## Problem to work on
Show every line in the rows below that contains the word "black", copied in full.

►

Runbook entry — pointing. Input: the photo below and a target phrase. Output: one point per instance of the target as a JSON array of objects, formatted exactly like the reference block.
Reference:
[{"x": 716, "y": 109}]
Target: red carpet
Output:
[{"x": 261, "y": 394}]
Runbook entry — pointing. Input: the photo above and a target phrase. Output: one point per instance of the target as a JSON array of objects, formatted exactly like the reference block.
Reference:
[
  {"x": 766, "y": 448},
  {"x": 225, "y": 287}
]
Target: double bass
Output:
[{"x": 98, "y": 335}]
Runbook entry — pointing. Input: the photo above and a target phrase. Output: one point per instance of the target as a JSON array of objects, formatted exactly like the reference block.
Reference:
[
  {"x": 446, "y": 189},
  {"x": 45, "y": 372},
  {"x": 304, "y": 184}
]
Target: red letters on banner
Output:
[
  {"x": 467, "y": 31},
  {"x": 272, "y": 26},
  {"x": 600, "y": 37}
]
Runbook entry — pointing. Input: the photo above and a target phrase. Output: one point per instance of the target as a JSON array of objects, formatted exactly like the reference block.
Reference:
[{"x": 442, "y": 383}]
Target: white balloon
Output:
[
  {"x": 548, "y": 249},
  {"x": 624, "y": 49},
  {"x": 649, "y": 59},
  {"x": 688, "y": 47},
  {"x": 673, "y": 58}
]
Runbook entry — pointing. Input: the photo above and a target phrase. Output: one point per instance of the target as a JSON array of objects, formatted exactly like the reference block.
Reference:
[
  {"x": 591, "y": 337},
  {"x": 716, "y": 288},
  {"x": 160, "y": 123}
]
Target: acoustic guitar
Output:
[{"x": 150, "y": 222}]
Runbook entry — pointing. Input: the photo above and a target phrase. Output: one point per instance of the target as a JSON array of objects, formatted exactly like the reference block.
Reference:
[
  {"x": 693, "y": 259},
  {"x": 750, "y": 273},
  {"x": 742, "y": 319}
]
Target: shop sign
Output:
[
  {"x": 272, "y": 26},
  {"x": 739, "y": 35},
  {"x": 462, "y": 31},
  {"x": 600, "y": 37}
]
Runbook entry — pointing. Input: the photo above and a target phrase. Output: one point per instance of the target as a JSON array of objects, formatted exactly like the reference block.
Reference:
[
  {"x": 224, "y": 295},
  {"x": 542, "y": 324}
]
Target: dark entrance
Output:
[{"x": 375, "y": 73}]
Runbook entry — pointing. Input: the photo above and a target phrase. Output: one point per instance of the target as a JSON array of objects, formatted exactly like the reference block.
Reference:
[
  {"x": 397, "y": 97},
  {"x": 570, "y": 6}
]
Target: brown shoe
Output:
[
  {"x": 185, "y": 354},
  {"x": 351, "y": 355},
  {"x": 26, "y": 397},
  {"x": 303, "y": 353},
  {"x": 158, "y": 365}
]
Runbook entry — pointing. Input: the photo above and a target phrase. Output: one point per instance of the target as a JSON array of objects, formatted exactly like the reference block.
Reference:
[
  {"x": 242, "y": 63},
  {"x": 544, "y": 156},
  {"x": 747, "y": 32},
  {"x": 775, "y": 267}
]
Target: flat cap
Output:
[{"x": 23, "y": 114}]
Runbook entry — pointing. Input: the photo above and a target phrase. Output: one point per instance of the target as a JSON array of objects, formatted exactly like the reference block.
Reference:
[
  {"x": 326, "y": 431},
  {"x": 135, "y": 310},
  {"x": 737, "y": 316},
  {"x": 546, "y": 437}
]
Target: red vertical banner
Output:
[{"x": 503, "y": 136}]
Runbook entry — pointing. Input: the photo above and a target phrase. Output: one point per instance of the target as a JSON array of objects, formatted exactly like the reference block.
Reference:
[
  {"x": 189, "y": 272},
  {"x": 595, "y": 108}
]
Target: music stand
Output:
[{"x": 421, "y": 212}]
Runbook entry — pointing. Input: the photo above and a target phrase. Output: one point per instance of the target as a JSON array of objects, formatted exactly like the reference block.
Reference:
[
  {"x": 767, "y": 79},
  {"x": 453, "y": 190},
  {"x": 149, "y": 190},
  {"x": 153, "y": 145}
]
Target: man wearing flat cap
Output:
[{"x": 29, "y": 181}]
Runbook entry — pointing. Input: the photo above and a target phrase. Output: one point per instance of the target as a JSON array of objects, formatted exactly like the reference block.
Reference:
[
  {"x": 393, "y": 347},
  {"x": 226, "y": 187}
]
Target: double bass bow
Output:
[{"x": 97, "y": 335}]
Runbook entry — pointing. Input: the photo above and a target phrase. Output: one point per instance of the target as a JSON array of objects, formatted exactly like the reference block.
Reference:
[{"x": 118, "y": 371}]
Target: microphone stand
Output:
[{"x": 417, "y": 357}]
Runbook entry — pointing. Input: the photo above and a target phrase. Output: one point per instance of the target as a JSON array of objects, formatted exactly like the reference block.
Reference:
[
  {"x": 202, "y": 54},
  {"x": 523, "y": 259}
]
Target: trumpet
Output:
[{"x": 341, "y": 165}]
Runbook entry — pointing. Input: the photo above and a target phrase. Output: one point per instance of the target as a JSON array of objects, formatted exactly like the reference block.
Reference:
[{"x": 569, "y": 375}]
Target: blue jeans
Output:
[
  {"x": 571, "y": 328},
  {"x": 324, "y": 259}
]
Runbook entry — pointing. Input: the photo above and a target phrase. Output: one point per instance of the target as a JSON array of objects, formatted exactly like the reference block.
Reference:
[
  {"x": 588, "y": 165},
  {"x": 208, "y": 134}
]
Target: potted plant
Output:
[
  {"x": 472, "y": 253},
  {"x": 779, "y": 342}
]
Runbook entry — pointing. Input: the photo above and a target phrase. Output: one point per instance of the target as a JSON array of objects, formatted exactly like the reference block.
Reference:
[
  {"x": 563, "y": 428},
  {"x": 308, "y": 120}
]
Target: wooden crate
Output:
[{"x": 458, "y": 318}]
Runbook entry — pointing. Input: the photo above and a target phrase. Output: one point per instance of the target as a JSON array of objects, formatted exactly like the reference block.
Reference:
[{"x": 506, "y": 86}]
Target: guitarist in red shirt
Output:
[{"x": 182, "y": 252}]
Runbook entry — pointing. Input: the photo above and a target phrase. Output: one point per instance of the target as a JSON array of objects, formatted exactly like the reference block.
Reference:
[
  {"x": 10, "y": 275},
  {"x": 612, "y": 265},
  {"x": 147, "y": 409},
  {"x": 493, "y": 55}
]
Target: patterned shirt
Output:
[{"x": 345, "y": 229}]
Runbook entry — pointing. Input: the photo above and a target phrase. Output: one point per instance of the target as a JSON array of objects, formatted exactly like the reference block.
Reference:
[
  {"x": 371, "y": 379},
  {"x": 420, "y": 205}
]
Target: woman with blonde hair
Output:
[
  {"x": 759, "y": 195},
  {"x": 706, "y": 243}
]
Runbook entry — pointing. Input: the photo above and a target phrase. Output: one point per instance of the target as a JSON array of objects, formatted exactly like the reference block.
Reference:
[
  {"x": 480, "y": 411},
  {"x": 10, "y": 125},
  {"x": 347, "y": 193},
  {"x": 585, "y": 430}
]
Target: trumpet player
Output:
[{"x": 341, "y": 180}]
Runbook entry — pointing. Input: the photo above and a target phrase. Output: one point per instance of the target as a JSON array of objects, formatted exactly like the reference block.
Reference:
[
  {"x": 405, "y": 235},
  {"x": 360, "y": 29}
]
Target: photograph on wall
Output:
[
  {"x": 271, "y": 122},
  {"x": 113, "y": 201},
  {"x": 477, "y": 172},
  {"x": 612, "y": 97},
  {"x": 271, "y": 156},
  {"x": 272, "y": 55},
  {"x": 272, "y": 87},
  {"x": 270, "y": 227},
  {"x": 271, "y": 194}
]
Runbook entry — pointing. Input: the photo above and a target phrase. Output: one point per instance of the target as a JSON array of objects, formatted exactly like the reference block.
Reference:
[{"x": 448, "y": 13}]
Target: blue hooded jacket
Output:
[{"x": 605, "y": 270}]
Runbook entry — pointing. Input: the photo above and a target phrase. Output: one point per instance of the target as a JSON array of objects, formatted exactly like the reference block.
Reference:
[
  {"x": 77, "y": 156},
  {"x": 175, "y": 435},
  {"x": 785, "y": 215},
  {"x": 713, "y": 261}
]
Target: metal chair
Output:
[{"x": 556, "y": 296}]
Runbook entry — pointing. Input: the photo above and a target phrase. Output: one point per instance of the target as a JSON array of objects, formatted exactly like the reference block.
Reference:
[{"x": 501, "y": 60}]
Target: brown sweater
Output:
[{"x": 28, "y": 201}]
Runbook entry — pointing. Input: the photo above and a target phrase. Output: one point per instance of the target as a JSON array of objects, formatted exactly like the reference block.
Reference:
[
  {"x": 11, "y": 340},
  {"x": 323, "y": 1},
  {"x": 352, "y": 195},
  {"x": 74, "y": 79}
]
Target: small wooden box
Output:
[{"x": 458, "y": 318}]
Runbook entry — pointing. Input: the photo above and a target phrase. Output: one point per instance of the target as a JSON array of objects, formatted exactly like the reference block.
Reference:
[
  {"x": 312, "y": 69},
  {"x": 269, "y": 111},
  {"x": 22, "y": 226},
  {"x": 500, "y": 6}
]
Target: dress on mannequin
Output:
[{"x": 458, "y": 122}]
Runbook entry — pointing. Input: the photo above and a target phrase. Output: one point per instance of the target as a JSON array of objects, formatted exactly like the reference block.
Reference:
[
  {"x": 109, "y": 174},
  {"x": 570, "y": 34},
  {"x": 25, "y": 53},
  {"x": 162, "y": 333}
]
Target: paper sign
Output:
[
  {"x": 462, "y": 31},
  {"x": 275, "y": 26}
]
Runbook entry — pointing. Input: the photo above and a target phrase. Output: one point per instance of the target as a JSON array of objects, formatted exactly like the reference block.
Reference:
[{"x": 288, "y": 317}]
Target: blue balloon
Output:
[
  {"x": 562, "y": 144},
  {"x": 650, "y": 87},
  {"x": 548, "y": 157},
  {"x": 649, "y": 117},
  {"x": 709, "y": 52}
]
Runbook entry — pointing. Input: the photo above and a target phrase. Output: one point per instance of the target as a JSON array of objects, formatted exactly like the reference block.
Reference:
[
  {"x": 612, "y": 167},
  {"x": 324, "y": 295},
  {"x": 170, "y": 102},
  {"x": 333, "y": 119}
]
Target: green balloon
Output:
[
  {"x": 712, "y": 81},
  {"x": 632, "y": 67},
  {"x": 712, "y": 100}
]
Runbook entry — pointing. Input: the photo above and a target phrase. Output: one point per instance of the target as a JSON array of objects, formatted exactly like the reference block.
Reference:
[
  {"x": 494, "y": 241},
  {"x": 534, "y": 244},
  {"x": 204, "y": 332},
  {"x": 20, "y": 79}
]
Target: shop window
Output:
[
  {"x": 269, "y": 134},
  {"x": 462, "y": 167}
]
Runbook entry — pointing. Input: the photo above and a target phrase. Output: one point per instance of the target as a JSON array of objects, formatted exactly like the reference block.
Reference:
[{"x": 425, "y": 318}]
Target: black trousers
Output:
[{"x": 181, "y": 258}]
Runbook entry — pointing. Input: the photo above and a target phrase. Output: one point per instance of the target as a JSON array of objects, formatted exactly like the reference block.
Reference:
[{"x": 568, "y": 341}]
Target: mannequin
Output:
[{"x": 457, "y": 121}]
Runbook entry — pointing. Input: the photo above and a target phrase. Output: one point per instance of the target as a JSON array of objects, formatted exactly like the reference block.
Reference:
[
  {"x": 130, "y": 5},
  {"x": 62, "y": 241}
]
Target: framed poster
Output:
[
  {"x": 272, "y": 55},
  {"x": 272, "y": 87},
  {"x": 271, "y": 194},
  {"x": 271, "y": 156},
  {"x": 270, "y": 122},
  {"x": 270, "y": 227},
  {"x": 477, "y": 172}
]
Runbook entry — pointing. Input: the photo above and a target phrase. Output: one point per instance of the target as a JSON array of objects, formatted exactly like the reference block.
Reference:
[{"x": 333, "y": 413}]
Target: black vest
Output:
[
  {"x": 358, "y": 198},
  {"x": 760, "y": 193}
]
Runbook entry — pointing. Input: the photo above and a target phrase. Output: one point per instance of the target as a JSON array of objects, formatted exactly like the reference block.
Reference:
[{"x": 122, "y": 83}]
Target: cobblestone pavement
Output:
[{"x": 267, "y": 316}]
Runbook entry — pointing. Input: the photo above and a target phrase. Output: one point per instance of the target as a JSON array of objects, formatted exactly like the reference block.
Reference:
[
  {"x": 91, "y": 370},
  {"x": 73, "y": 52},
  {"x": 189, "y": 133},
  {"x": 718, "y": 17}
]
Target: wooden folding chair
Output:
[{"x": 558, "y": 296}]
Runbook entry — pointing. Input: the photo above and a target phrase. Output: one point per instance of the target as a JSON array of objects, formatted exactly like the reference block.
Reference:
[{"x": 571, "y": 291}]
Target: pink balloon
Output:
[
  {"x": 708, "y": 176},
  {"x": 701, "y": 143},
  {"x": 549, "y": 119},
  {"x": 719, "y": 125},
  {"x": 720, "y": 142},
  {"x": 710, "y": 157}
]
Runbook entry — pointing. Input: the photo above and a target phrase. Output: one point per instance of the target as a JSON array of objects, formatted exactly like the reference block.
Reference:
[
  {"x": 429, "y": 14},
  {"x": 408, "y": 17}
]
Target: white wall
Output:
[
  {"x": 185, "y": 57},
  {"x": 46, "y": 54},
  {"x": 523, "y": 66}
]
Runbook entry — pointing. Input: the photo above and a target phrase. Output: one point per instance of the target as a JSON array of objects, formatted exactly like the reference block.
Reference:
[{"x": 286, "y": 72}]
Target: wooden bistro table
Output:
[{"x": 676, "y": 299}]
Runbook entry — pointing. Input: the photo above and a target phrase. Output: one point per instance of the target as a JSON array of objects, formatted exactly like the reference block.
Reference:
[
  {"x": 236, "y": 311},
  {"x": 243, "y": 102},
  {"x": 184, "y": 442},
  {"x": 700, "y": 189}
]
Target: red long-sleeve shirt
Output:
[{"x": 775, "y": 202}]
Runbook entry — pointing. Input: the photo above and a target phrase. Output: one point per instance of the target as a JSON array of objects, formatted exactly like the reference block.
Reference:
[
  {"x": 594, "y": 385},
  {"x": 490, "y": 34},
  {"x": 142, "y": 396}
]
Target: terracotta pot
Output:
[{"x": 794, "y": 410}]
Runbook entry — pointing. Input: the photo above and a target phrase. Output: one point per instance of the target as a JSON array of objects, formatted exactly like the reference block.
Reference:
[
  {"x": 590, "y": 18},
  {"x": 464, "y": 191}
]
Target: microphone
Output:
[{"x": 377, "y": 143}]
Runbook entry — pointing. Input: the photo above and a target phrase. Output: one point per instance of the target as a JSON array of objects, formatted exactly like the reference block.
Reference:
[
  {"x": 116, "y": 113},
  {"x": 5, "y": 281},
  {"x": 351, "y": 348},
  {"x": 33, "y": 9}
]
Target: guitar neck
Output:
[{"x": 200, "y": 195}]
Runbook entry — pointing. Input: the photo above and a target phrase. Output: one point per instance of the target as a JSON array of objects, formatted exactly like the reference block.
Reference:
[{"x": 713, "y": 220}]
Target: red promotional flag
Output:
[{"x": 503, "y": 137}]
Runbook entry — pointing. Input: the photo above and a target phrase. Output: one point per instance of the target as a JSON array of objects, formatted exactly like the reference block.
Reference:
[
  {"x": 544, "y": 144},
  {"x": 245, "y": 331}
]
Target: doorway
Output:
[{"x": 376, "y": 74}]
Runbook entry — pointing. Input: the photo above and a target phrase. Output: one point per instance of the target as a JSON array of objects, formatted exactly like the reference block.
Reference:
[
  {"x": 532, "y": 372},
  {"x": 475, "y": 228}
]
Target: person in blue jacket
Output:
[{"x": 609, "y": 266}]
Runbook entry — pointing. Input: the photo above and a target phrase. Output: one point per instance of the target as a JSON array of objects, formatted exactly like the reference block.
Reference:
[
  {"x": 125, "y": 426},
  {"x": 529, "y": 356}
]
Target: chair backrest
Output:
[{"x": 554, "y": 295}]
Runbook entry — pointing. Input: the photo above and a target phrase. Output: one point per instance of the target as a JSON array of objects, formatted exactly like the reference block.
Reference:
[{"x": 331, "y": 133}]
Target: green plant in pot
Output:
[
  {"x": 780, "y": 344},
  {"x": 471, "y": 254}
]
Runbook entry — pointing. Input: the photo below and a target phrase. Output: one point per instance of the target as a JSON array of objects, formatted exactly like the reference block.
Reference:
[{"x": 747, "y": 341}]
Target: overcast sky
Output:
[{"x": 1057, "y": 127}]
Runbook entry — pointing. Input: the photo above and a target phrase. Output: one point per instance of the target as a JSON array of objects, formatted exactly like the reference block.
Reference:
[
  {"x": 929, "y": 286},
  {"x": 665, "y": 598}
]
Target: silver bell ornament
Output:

◄

## Full answer
Target: black trousers
Target: black vest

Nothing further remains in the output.